WORK REQUEST: Print all of the data exactly, but drop the pictures.
- - -
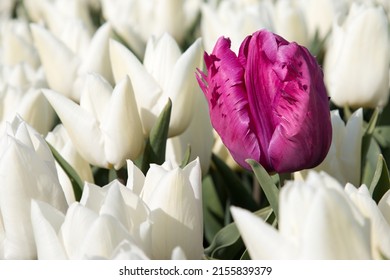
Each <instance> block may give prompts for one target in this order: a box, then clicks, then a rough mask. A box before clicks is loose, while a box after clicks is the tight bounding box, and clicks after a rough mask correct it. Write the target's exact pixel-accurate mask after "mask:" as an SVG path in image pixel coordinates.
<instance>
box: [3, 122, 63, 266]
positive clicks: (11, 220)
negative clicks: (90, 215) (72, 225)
mask: <svg viewBox="0 0 390 280" xmlns="http://www.w3.org/2000/svg"><path fill="white" fill-rule="evenodd" d="M0 181H1V184H0V216H1V220H2V221H1V222H0V237H1V238H2V239H1V240H0V243H1V244H2V246H0V258H1V259H34V258H36V257H37V253H36V246H35V242H34V236H33V232H32V225H31V219H30V203H31V199H39V200H41V201H44V202H46V203H48V204H50V205H52V207H54V208H56V209H57V211H59V212H65V211H66V209H67V203H66V200H65V195H64V192H63V190H62V188H61V185H60V184H59V181H58V177H57V173H56V169H55V165H54V158H53V156H52V154H51V152H50V149H49V147H48V146H47V144H46V142H45V140H44V139H43V138H42V137H41V136H40V135H39V134H38V133H37V132H36V131H35V130H34V129H33V128H32V127H30V126H29V125H27V124H26V123H25V122H24V121H23V120H22V119H20V118H18V117H16V118H15V119H14V121H13V122H12V123H10V124H8V126H7V131H6V133H5V135H4V136H3V137H2V138H1V141H0Z"/></svg>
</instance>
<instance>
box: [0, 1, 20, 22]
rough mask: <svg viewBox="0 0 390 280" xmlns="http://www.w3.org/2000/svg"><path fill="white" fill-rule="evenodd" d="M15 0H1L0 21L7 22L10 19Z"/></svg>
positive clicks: (14, 3) (0, 3) (12, 9)
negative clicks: (6, 21) (2, 20)
mask: <svg viewBox="0 0 390 280" xmlns="http://www.w3.org/2000/svg"><path fill="white" fill-rule="evenodd" d="M15 3H16V0H3V1H1V3H0V20H7V19H9V18H11V17H12V12H13V8H14V5H15Z"/></svg>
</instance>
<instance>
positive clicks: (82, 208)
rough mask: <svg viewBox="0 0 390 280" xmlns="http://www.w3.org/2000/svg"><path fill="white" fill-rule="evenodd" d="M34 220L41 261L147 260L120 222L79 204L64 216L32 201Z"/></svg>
mask: <svg viewBox="0 0 390 280" xmlns="http://www.w3.org/2000/svg"><path fill="white" fill-rule="evenodd" d="M31 220H32V225H33V230H34V237H35V242H36V244H37V250H38V258H39V259H49V260H50V259H51V260H55V259H57V260H59V259H62V260H64V259H73V260H80V259H112V258H123V257H124V256H123V255H125V256H126V257H129V258H135V259H147V257H146V255H145V253H144V252H143V251H142V249H141V248H139V247H138V246H137V244H136V242H135V241H134V240H133V238H132V237H131V235H130V233H129V232H128V231H127V230H126V228H125V227H124V226H123V225H122V224H121V222H120V221H118V220H117V219H116V218H115V217H113V216H111V215H109V214H105V213H96V212H94V211H93V210H91V209H89V208H87V207H85V206H83V205H81V204H79V203H77V202H74V203H73V204H71V205H70V207H69V209H68V211H67V212H66V215H64V214H63V213H61V212H59V211H58V210H56V209H55V208H53V207H52V206H50V205H48V204H47V203H44V202H42V201H38V200H33V201H32V203H31ZM123 250H125V252H123ZM121 256H122V257H121Z"/></svg>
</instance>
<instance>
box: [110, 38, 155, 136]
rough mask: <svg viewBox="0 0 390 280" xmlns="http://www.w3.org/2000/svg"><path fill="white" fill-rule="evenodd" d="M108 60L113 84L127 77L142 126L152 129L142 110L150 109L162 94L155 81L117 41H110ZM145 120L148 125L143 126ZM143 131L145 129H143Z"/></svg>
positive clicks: (131, 54) (148, 73)
mask: <svg viewBox="0 0 390 280" xmlns="http://www.w3.org/2000/svg"><path fill="white" fill-rule="evenodd" d="M110 58H111V65H112V70H113V74H114V79H115V82H117V83H118V82H119V81H121V80H122V79H124V78H125V77H126V75H129V76H130V77H131V82H132V85H133V88H134V93H135V98H136V100H137V105H138V107H139V108H140V109H139V111H140V116H141V119H142V124H143V125H144V126H145V125H147V128H148V130H147V131H150V129H151V128H152V125H153V123H154V122H153V121H152V120H149V119H150V117H151V116H149V115H148V113H147V111H148V110H145V109H142V108H152V107H153V106H154V105H155V104H156V103H157V101H158V99H159V97H160V96H161V94H162V90H161V88H160V86H159V85H158V83H157V82H156V81H155V79H154V78H153V77H152V76H151V75H150V74H149V73H148V72H147V71H146V69H145V67H144V66H143V65H142V63H141V62H140V61H139V60H138V59H137V57H136V56H135V55H134V54H133V53H132V52H131V51H130V50H128V49H127V48H126V47H125V46H123V45H122V44H120V43H118V42H117V41H114V40H110ZM149 114H150V113H149ZM145 120H149V122H150V123H147V124H145ZM144 129H145V127H144Z"/></svg>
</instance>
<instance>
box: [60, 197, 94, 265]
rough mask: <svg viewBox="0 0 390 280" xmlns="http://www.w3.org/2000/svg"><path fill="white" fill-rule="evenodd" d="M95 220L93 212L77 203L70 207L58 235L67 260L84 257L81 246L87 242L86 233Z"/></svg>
mask: <svg viewBox="0 0 390 280" xmlns="http://www.w3.org/2000/svg"><path fill="white" fill-rule="evenodd" d="M97 218H98V215H97V214H96V213H95V212H93V211H92V210H90V209H88V208H85V207H84V206H82V205H80V204H79V203H77V202H75V203H73V204H72V205H70V207H69V209H68V212H67V213H66V216H65V221H64V223H63V224H62V227H61V230H60V233H59V238H60V240H62V243H63V244H64V247H65V250H66V253H67V255H68V257H69V259H81V258H82V257H83V256H84V252H83V249H82V246H83V244H84V242H87V241H88V240H87V239H88V232H89V231H90V230H91V227H92V226H93V224H94V222H95V221H96V219H97ZM95 245H99V244H95Z"/></svg>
- - -
ANSWER FOR THIS EXERCISE:
Each <instance> block may give prompts for one target in this order: a box, then clicks, then a rough mask. A box before clicks is loose, while a box after clicks is the tight bounding box, and clicks after a rough mask correct it. Write the target's exact pixel-accurate mask after "mask:" as an SVG path in image pixel coordinates.
<instance>
box: [3, 122, 63, 266]
positive clicks: (11, 220)
negative clicks: (90, 215) (72, 225)
mask: <svg viewBox="0 0 390 280" xmlns="http://www.w3.org/2000/svg"><path fill="white" fill-rule="evenodd" d="M0 181H1V184H0V216H1V220H2V221H1V222H0V237H1V238H2V239H1V240H0V243H1V244H2V246H0V258H1V259H34V258H36V257H37V253H36V246H35V242H34V236H33V232H32V225H31V219H30V203H31V199H39V200H41V201H44V202H46V203H48V204H50V205H52V207H54V208H56V209H57V211H59V212H65V211H66V209H67V203H66V200H65V195H64V192H63V190H62V188H61V185H60V184H59V181H58V177H57V173H56V169H55V165H54V158H53V156H52V154H51V152H50V149H49V147H48V146H47V144H46V142H45V140H44V139H43V138H42V137H41V136H40V135H39V134H38V133H37V132H36V131H35V130H34V129H33V128H32V127H30V126H29V125H27V124H26V123H25V122H24V121H23V120H22V119H20V118H18V117H16V118H15V119H14V121H13V122H12V123H10V124H8V126H7V131H6V133H5V135H4V136H3V137H2V138H1V141H0Z"/></svg>
</instance>
<instance>
box: [0, 1, 20, 22]
rough mask: <svg viewBox="0 0 390 280" xmlns="http://www.w3.org/2000/svg"><path fill="white" fill-rule="evenodd" d="M15 0H1L0 21L7 22L10 19Z"/></svg>
positive clicks: (14, 3) (0, 3) (12, 9)
negative clicks: (6, 21) (2, 20)
mask: <svg viewBox="0 0 390 280" xmlns="http://www.w3.org/2000/svg"><path fill="white" fill-rule="evenodd" d="M15 3H16V0H3V1H1V3H0V20H7V19H9V18H11V17H12V12H13V8H14V5H15Z"/></svg>
</instance>
<instance>
positive clicks: (82, 208)
rough mask: <svg viewBox="0 0 390 280" xmlns="http://www.w3.org/2000/svg"><path fill="white" fill-rule="evenodd" d="M34 220L41 261L147 260L120 222L79 204L64 216L32 201Z"/></svg>
mask: <svg viewBox="0 0 390 280" xmlns="http://www.w3.org/2000/svg"><path fill="white" fill-rule="evenodd" d="M31 220H32V225H33V230H34V237H35V242H36V244H37V250H38V258H39V259H49V260H50V259H51V260H55V259H57V260H59V259H62V260H64V259H73V260H80V259H112V258H123V257H124V256H123V255H125V256H126V257H129V258H135V259H147V257H146V255H145V253H144V252H143V251H142V249H141V248H139V247H138V246H137V244H136V242H135V241H134V240H133V238H132V237H131V235H130V233H129V232H128V231H127V230H126V228H125V227H124V226H123V225H122V224H121V222H120V221H118V220H117V219H116V218H115V217H113V216H111V215H109V214H105V213H96V212H94V211H93V210H91V209H89V208H87V207H85V206H83V205H81V204H79V203H77V202H74V203H73V204H71V205H70V207H69V209H68V211H67V212H66V215H64V214H63V213H61V212H59V211H58V210H56V209H55V208H53V207H52V206H50V205H48V204H47V203H44V202H42V201H38V200H33V201H32V203H31ZM123 250H125V252H123ZM121 256H122V257H121Z"/></svg>
</instance>
<instance>
box: [110, 38, 155, 136]
rough mask: <svg viewBox="0 0 390 280" xmlns="http://www.w3.org/2000/svg"><path fill="white" fill-rule="evenodd" d="M108 60L113 84L127 77L142 126L152 129L142 110L150 109L162 94L155 81L117 41H110ZM145 120L148 125L143 126ZM143 131L145 129H143Z"/></svg>
positive clicks: (131, 54) (148, 73)
mask: <svg viewBox="0 0 390 280" xmlns="http://www.w3.org/2000/svg"><path fill="white" fill-rule="evenodd" d="M110 58H111V65H112V70H113V74H114V79H115V82H117V83H118V82H119V81H121V80H122V79H124V78H125V77H126V75H129V76H130V77H131V82H132V85H133V88H134V93H135V98H136V100H137V105H138V107H139V108H140V109H139V111H140V116H141V119H142V124H143V125H144V126H145V125H147V128H148V130H147V131H150V129H151V128H152V125H153V123H154V122H153V121H152V120H149V119H150V117H151V116H149V115H148V113H147V111H148V110H145V109H142V108H152V107H153V106H154V105H155V104H156V103H157V101H158V99H159V97H160V96H161V94H162V90H161V88H160V86H159V85H158V83H157V82H156V81H155V79H154V78H153V77H152V76H151V75H150V74H149V73H148V72H147V71H146V69H145V67H144V66H143V65H142V63H141V62H140V61H139V60H138V59H137V57H136V56H135V55H134V54H133V53H132V52H131V51H130V50H128V49H127V48H126V47H125V46H123V45H122V44H120V43H118V42H117V41H114V40H110ZM149 114H150V113H149ZM145 120H149V122H150V123H147V124H145ZM144 129H145V127H144Z"/></svg>
</instance>
<instance>
box: [60, 197, 94, 265]
rough mask: <svg viewBox="0 0 390 280" xmlns="http://www.w3.org/2000/svg"><path fill="white" fill-rule="evenodd" d="M95 220L93 212L77 203L70 207L58 235L67 260L84 257L81 246L87 242L86 233Z"/></svg>
mask: <svg viewBox="0 0 390 280" xmlns="http://www.w3.org/2000/svg"><path fill="white" fill-rule="evenodd" d="M97 218H98V215H97V214H96V213H95V212H93V211H92V210H90V209H88V208H85V207H84V206H82V205H80V204H79V203H77V202H75V203H73V204H72V205H70V207H69V209H68V212H67V213H66V216H65V221H64V223H63V224H62V227H61V230H60V233H59V238H60V240H62V243H63V244H64V247H65V250H66V253H67V255H68V257H69V259H81V258H82V257H83V256H84V252H83V249H82V246H83V244H84V242H87V241H88V240H87V239H88V232H89V231H90V230H91V227H92V226H93V224H94V222H95V221H96V219H97ZM95 245H99V244H95Z"/></svg>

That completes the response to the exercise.